### DATA FOR REVIEW
=== Begin Enclosure ===

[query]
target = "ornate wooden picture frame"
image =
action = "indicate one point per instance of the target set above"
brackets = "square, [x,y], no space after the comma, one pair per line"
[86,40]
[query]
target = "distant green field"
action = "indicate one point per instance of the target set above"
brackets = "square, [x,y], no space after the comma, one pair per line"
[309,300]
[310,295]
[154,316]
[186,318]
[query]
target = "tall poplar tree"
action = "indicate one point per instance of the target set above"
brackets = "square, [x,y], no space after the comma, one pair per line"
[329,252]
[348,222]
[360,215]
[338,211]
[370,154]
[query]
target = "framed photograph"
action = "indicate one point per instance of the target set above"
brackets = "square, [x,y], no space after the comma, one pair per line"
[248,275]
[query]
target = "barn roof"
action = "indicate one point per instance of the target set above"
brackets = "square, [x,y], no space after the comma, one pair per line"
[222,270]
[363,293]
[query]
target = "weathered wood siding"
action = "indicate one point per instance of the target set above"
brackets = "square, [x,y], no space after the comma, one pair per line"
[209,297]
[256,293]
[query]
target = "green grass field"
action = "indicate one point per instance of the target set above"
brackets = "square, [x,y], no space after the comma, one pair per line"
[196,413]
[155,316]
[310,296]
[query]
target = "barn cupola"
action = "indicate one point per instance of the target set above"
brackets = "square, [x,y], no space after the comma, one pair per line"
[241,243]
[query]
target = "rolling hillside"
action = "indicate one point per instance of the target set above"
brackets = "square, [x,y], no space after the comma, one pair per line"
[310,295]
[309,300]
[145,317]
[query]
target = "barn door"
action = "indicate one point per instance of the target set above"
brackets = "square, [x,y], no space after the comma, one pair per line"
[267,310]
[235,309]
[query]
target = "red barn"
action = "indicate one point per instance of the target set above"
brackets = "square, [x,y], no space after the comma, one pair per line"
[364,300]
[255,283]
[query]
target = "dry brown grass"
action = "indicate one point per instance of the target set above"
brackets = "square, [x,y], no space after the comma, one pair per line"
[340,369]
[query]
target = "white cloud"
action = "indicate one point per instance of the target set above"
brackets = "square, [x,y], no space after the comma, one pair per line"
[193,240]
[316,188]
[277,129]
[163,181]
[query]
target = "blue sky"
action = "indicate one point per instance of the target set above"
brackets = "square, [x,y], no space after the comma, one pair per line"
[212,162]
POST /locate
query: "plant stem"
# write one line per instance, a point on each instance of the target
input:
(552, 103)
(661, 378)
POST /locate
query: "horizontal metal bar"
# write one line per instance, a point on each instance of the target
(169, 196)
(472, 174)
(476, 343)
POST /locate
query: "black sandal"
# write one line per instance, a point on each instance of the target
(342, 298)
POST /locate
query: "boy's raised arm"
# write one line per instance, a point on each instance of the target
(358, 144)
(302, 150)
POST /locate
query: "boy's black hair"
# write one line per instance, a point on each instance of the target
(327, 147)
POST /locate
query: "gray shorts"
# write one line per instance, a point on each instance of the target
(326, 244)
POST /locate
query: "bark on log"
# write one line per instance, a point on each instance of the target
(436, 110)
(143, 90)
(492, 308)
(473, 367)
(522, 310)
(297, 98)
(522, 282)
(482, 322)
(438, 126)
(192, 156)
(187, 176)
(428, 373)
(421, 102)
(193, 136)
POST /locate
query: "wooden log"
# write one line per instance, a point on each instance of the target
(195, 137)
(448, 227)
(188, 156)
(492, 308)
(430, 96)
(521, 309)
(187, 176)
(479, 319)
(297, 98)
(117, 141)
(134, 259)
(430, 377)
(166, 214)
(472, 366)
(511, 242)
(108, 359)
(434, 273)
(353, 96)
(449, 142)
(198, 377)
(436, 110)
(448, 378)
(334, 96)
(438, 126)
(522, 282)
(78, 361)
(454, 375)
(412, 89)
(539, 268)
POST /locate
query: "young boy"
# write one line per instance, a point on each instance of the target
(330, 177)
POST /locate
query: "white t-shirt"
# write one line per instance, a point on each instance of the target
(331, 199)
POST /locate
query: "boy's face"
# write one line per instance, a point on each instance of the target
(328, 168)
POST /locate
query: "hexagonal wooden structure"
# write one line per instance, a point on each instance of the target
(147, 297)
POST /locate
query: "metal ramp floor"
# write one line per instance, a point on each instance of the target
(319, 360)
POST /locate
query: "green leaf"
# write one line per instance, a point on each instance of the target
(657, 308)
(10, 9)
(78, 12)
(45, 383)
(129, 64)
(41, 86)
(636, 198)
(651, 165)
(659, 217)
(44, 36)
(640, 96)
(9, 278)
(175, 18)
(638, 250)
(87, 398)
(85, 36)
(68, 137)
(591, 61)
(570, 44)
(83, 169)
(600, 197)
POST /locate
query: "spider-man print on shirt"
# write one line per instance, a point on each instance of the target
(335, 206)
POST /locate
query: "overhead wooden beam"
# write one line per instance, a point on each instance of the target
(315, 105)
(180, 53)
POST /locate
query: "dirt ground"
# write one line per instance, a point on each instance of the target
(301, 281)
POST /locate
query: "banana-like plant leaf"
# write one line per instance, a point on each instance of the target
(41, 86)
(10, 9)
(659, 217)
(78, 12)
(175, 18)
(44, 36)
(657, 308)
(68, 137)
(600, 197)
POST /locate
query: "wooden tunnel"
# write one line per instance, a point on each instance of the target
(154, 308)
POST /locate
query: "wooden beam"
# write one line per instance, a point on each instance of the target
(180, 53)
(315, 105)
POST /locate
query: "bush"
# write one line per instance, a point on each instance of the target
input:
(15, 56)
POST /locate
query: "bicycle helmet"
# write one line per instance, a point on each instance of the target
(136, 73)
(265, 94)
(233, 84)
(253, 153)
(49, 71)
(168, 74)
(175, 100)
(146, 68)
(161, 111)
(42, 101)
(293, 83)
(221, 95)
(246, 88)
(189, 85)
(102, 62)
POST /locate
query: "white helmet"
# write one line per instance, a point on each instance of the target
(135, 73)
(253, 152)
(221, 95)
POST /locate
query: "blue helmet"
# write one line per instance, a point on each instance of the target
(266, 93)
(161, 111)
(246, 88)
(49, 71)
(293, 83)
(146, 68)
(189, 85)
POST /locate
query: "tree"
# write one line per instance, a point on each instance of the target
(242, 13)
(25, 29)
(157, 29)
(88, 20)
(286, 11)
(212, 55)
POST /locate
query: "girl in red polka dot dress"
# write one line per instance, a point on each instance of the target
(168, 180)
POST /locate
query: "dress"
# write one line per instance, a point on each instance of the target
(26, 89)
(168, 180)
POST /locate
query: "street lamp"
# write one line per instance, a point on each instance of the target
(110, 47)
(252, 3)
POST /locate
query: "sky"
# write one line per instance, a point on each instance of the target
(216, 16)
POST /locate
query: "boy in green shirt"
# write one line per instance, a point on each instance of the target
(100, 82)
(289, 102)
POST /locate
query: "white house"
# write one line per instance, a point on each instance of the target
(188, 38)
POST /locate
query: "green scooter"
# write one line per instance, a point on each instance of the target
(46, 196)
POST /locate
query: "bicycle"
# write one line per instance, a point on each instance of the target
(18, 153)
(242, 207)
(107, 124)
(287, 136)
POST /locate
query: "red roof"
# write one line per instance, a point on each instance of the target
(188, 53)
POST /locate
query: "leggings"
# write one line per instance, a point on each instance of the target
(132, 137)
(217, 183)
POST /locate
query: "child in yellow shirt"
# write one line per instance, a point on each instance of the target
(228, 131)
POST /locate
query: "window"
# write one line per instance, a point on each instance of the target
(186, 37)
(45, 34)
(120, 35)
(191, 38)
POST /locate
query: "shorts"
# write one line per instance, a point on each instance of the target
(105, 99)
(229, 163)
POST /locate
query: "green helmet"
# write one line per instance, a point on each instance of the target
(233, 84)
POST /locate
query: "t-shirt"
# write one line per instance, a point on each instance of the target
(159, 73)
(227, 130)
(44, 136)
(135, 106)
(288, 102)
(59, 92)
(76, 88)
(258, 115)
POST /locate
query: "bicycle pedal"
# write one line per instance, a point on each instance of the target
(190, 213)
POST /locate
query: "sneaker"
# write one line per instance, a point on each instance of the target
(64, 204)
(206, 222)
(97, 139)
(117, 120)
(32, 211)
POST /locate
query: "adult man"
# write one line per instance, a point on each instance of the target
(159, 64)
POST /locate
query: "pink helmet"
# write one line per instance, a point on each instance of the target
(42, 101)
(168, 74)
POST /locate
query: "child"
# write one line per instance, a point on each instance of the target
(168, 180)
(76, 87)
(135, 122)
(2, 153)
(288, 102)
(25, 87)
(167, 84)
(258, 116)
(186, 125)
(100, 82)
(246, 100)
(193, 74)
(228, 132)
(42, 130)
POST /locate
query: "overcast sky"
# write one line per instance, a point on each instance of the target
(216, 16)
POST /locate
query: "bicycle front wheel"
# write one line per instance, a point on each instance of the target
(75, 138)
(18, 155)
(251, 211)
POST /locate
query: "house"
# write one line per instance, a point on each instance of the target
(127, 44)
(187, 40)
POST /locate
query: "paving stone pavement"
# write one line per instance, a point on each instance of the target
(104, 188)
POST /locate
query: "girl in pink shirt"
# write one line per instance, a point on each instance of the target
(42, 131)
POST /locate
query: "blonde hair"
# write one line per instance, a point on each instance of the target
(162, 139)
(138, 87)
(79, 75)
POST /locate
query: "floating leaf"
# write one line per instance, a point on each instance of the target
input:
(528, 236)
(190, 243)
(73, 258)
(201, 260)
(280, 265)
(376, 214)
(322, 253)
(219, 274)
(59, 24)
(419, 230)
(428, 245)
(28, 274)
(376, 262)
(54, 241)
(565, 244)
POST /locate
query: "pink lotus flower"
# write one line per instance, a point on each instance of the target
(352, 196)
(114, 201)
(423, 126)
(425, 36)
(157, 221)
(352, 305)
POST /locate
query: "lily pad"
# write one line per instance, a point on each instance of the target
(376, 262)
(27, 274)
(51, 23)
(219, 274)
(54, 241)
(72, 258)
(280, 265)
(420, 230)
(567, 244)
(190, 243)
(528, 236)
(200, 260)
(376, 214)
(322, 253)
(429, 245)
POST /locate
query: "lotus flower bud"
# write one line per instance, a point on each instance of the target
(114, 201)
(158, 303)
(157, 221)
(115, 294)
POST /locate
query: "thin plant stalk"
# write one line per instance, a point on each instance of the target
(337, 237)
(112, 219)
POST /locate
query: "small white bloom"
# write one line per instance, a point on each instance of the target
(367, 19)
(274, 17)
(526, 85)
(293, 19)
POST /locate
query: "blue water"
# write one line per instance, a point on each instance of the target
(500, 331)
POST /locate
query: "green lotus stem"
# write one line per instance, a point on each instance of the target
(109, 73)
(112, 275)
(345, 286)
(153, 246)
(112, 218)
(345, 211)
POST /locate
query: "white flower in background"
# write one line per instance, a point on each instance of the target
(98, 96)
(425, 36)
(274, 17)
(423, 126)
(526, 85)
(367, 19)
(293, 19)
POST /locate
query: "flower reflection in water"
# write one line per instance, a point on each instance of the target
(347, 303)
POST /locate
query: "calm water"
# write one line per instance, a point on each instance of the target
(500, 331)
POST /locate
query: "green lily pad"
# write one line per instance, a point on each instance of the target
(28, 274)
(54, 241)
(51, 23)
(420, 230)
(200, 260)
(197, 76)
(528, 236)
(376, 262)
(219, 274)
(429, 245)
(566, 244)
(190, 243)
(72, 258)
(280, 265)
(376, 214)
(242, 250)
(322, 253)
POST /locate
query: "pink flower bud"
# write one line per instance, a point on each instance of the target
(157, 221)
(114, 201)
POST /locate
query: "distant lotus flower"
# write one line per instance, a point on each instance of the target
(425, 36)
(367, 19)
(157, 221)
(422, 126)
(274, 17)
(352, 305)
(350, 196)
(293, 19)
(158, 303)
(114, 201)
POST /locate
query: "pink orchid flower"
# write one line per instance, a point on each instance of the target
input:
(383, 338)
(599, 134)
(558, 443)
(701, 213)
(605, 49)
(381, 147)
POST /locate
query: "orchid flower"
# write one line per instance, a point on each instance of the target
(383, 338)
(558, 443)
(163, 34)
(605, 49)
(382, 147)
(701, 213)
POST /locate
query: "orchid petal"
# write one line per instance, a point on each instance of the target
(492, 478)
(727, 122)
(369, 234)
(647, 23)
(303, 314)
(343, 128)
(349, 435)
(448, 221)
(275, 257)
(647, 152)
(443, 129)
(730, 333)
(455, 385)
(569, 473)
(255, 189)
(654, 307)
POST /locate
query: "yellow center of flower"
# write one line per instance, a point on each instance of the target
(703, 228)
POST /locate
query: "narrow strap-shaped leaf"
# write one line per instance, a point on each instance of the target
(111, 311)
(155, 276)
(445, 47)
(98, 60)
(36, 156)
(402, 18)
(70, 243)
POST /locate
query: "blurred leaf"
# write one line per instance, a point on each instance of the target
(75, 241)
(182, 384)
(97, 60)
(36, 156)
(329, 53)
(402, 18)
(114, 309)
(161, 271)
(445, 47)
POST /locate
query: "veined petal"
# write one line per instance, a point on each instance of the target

=== End Enclosure ===

Bring together each line above where the string "flower" turns up.

### OUTPUT FOR THIS TASK
query: "pink lotus flower"
query: "lotus flower bud"
query: "white flower in background"
query: "flower reflection in water"
query: "pink flower bud"
query: "distant lotus flower"
query: "pink orchid flower"
query: "orchid flower"
query: "yellow center of flower"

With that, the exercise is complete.